#### [Problem]
Copy out, word for word, the stretch of the material below from the line containing "Where can the woman's forehead" through the last line of the material.

Lines of data:
--
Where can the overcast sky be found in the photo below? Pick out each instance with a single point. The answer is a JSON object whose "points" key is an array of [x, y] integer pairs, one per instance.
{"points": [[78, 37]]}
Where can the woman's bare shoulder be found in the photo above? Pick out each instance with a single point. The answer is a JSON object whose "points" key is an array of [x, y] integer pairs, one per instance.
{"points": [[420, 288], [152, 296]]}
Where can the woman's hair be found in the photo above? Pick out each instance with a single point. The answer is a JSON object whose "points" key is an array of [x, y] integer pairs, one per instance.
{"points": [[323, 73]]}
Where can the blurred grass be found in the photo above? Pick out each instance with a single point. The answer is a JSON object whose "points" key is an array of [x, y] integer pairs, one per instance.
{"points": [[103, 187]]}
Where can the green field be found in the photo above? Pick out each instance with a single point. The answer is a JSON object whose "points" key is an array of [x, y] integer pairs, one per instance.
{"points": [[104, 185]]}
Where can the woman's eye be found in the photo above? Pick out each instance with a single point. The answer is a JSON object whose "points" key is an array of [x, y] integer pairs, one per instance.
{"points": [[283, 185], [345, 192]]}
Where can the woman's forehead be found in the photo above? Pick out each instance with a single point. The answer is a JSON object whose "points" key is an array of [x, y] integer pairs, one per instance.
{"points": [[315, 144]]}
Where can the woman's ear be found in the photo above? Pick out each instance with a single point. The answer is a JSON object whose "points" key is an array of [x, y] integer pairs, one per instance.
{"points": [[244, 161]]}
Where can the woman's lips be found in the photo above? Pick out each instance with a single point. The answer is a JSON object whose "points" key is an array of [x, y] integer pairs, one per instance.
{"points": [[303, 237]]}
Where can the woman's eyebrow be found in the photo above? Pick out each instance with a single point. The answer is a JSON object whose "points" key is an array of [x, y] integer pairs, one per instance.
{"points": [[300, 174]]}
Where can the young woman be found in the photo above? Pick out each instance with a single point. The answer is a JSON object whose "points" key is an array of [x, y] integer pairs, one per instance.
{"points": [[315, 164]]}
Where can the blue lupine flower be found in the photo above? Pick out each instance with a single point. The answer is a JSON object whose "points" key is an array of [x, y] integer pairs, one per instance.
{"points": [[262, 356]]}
--
#### [Response to this exercise]
Where can the woman's forehead be found in the photo above? Pick out each instance with a single point. The answer is a JSON object whose "points" key is an array of [x, y] integer pairs, one per instance.
{"points": [[315, 144]]}
Where can the woman's ear be found in the photo above? Pick out each instance with a single point. The answer is a JSON object whose "points" key is an array of [x, y] integer pairs, one per instance.
{"points": [[244, 161]]}
Where can the woman's lips be found in the photo above? Pick out each instance with a single point. The answer is a JSON object whose "points" key is an array of [x, y] integer pairs, one per instance.
{"points": [[303, 237]]}
Where can the woman's eyebrow be found in the photo above? Pick out each instance with a single point. The answer is a JSON object whose "points" key is an array of [x, y] integer pairs, one per instance.
{"points": [[300, 174]]}
Where can the young woman be found in the photo above? Pick out each instance with a single point. The answer is a JSON object whose "points" key is an array of [x, y] integer pairs, one per instance.
{"points": [[315, 164]]}
Where can the blue lupine flower be found in the photo above? Pick out each instance with a single point. The answer is a JSON object whose "points" key is an array of [x, y] integer pairs, one per instance.
{"points": [[262, 356]]}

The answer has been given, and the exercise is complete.